THE INPUT:
============

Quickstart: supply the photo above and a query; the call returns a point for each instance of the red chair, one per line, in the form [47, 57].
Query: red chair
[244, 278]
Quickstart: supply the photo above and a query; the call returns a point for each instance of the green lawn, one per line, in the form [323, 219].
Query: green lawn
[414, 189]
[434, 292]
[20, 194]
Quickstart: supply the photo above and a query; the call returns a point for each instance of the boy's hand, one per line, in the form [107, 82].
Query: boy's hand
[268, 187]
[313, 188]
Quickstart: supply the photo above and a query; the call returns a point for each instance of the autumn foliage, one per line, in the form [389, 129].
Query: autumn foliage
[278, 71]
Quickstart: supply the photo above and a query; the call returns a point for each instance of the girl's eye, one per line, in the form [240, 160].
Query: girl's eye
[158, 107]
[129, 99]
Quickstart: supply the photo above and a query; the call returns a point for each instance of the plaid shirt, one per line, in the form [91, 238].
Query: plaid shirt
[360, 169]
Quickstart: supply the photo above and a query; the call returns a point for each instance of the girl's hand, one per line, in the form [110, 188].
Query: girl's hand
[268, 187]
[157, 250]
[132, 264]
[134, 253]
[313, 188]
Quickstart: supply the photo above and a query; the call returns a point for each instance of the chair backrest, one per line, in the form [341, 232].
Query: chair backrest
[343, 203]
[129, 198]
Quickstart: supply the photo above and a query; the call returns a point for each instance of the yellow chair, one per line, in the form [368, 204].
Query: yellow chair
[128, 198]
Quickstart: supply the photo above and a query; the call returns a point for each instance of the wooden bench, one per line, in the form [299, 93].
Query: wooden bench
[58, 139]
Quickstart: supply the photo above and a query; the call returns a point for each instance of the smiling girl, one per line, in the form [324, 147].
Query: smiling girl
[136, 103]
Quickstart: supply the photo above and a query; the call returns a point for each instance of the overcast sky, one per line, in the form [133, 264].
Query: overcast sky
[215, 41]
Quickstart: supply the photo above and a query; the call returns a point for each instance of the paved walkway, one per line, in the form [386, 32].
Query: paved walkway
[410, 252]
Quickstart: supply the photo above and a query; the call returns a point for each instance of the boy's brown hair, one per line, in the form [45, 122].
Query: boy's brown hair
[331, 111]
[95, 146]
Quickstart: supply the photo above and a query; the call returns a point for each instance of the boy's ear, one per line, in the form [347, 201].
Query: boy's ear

============

Make an exact copy of the records.

SOLUTION FOR THIS TASK:
Quickstart: supply the photo above and a query; the call returns a point for each instance of the red chair, one per line, in the form [47, 57].
Query: red chair
[244, 278]
Quickstart: supply the photo above and a query; the call returns a point for each instance of the green lawn, one per line, in the form [323, 219].
Query: green lawn
[414, 189]
[434, 292]
[20, 194]
Quickstart: supply the photo above and a query; the call returns a point for each instance of the boy's hand, one per line, in the form [107, 82].
Query: boy's hand
[268, 187]
[313, 188]
Quickstart: supply the photo above and a query; the call returns a point for each instance of the autumn foliage, one per line, in the form [389, 129].
Query: autumn foliage
[278, 71]
Quickstart: supply the photo above and a query; the call returns a point for each instance of the girl's eye, one per line, in the form [240, 160].
Query: girl's eye
[158, 107]
[129, 99]
Quickstart: supply the photo above and a query; the call returns a point for each instance of the plaid shirt, one per line, in the form [91, 238].
Query: plaid shirt
[360, 169]
Quickstart: supply the photo above and a query; the call returns a point for each instance of the girl's hand, one per line, in the form [110, 188].
Query: girl's hand
[268, 187]
[157, 250]
[132, 264]
[134, 253]
[313, 188]
Quickstart: supply the photo above and a query; the call returns a point for each instance of the chair backrest, one per line, in the form [341, 232].
Query: chair backrest
[343, 203]
[129, 198]
Quickstart: supply the photo above and a query; the call returns a point for each instance of the yellow chair, one per line, in the form [368, 204].
Query: yellow chair
[128, 198]
Quickstart: supply the photo above and a query; the call returns a point for each instance of the wooden bench, one per line, in the form [299, 93].
Query: wooden bench
[58, 139]
Quickstart: supply the photo above and a query; the call returns a point for each instance of the smiling girl, one per line, in the form [324, 147].
Query: smiling girl
[136, 103]
Quickstart: supply the photo above and a query; the call returns a point for each instance of the overcast sky, one per line, in the form [133, 264].
Query: overcast sky
[215, 41]
Quickstart: supply the photo above and a query; the call returns a point for each instance of the paved walkway, one per line, in the form [386, 32].
Query: paved walkway
[410, 252]
Quickstart: supply the photo above and a query; the call returns a point for each instance of the boy's brown hair, one per line, in the form [45, 122].
Query: boy's brown hair
[331, 111]
[95, 146]
Quickstart: supply the photo above and a query; the call returns a point for each instance of the boy's ear, one per line, in the form [347, 201].
Query: boy's ear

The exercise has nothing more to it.